>> begin MATERIAL PROVIDED
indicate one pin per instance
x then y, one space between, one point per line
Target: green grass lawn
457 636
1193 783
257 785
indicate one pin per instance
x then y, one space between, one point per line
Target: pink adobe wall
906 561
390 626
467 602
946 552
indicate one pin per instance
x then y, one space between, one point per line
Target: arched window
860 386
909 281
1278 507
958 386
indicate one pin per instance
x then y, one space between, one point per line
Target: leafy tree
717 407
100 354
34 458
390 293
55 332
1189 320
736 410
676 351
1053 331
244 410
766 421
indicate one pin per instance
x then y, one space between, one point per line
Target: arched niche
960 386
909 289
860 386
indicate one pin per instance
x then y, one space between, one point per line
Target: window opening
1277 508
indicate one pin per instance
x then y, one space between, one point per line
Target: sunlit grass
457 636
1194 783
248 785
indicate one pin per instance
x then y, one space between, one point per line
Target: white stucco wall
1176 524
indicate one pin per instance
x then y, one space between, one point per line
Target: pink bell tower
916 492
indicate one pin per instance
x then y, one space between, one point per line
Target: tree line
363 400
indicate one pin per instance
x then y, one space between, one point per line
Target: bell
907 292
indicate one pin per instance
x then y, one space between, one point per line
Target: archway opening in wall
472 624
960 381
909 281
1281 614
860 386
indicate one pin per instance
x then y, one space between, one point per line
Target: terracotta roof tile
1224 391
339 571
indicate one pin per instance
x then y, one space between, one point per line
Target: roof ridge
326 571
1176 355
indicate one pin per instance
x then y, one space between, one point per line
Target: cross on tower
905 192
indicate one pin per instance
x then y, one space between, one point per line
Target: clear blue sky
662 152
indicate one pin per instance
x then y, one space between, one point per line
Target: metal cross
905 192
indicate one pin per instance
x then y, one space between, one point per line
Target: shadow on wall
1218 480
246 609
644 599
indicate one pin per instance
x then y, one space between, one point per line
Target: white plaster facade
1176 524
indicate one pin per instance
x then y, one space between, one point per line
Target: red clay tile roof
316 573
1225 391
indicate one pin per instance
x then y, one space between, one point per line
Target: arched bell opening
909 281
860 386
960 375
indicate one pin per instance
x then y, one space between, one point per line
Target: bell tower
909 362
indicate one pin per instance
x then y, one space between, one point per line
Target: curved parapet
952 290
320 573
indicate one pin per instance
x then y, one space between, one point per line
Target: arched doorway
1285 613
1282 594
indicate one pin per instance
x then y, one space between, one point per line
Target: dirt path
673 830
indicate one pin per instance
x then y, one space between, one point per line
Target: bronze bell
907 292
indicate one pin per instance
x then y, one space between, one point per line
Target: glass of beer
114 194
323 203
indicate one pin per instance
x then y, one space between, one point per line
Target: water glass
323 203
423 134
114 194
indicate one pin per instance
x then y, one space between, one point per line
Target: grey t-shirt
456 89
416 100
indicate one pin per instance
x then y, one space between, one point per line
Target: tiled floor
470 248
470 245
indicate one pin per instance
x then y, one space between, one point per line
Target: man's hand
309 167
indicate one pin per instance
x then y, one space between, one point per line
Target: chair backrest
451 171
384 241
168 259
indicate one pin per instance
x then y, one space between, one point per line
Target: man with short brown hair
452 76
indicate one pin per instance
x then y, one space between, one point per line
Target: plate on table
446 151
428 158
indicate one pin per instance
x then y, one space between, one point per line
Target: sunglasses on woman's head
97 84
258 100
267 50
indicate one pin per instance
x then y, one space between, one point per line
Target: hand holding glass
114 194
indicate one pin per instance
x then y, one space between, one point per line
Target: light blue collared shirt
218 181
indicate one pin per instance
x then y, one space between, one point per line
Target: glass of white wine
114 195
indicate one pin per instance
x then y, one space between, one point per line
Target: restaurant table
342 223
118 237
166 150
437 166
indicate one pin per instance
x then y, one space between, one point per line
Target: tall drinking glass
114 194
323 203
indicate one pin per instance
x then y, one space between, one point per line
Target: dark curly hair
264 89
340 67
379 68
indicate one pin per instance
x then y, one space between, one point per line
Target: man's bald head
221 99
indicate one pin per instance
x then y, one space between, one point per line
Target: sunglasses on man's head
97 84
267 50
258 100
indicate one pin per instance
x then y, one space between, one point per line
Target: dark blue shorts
>> end MATERIAL PROVIDED
EXERCISE DESCRIPTION
Write out every line from the records above, word for word.

SOLUTION FOR THIS TASK
indicate one pin per instance
x then y, one space between, one point per line
Target: green grass lawn
457 636
1193 783
257 785
indicate one pin per instance
x then y, one space between, one point per line
Target: pink adobe wall
906 561
390 626
467 602
946 552
indicate one pin per instance
x then y, one space between, one point per line
Target: arched window
860 386
909 281
1278 507
958 386
indicate one pin per instance
x then y, one space between, one point per line
Target: leafy tree
717 407
100 354
34 458
390 293
55 332
1189 320
736 410
676 351
1053 331
244 410
766 421
indicate one pin per instance
x then y, one space between, one point per line
Target: arched niche
960 386
909 289
860 386
indicate one pin per instance
x then y, one space between, one point per line
Target: window opening
1277 508
indicate one pin per instance
x then y, one space between, one point per line
Target: sunlit grass
457 636
1194 783
248 785
indicate one pin per instance
x then y, one space between, one point per line
Target: white stucco wall
1176 524
indicate one pin per instance
x then y, one space between, one point per line
Target: pink bell tower
916 492
indicate one pin per instance
x then y, one space between, one point per line
Target: tree line
363 400
indicate one pin per instance
x then y, one space between, one point per line
Target: bell
907 292
indicate one pin per instance
x then y, one space between, one point per line
Target: archway opening in wall
472 624
960 381
909 281
1281 614
860 386
indicate one pin per instance
x then y, one space between, one point per line
Target: terracotta roof tile
1224 391
339 571
indicate one pin per instance
x then y, one space between, one point per line
Target: roof ridge
326 571
1176 355
indicate one pin per instance
x then y, one space between, one point per line
Target: cross on tower
905 192
indicate one pin per instance
x then y, one space between, one point per line
Target: clear blue sky
662 152
indicate one pin per instance
x then y, one space between, one point per line
Target: metal cross
905 192
indicate one pin per instance
x then y, one space between, one point per line
Target: shadow on wall
1218 480
246 609
644 599
indicate one pin per instance
x then y, one space between, one point per line
Target: white plaster facade
1176 524
indicate one pin per instance
x then y, one space between, one point per line
Target: red clay tile roof
316 573
1225 391
indicate one pin per instance
x then y, one space between, one point per line
Target: arched bell opening
909 281
860 386
960 375
indicate one pin per instance
x then y, one space between, one point per line
Target: bell tower
909 362
indicate one pin per instance
x then y, one space between, one point per line
Target: curved parapet
952 290
320 573
indicate one pin per instance
x then y, one space between, one point per line
Target: arched doorway
1285 613
1282 594
indicate one pin per instance
x then y, one space between, one point per line
Target: dirt path
673 830
indicate one pin per instance
x then y, one space between, one point per line
Target: bronze bell
907 292
indicate one pin per instance
x then y, one space between, one point per line
Target: glass of beer
114 194
323 203
indicate one pin per instance
x then y, one space between, one point per line
Target: water glass
323 203
423 134
114 194
indicate one pin per instance
x then y, one space between, one point per line
Target: grey t-shirt
456 89
416 100
indicate one pin per instance
x then y, one space between, one point per line
Target: tiled floor
470 248
470 245
indicate one pin per instance
x then y, one space between, one point per line
Target: man's hand
309 167
indicate one pin per instance
x then y, one space between, one point per line
Target: chair backrest
451 171
384 241
168 259
indicate one pin per instance
x then y, one space between, one point per line
Target: man with short brown hair
452 76
indicate one pin per instance
x then y, one space between, one point per line
Target: plate on table
446 151
428 158
indicate one pin per instance
x then y, one space between, one point per line
Target: sunglasses on woman's head
97 84
258 100
267 50
indicate one pin per instance
x then y, one space between, one point per line
Target: hand holding glass
114 194
indicate one pin per instance
x then y, one space between, one point per line
Target: light blue collared shirt
218 181
indicate one pin per instance
x then y, one space between, one point per line
Target: glass of white wine
114 195
indicate one pin per instance
x then y, one space between, one point per line
Target: restaurant table
342 223
118 237
166 150
437 166
indicate one pin per instance
x then y, one space between, one point per line
Target: tall drinking glass
114 194
323 203
indicate one pin per instance
x then y, one space between, one point per line
Target: dark curly hair
264 89
340 67
379 68
indicate one pin per instance
x then y, one space between, one point per line
Target: man's bald head
221 99
indicate one pin per instance
x then y, one space between, one point per line
Target: sunglasses on man's head
97 84
267 50
258 100
indicate one pin per instance
x then y, one space between, one point per line
Target: dark blue shorts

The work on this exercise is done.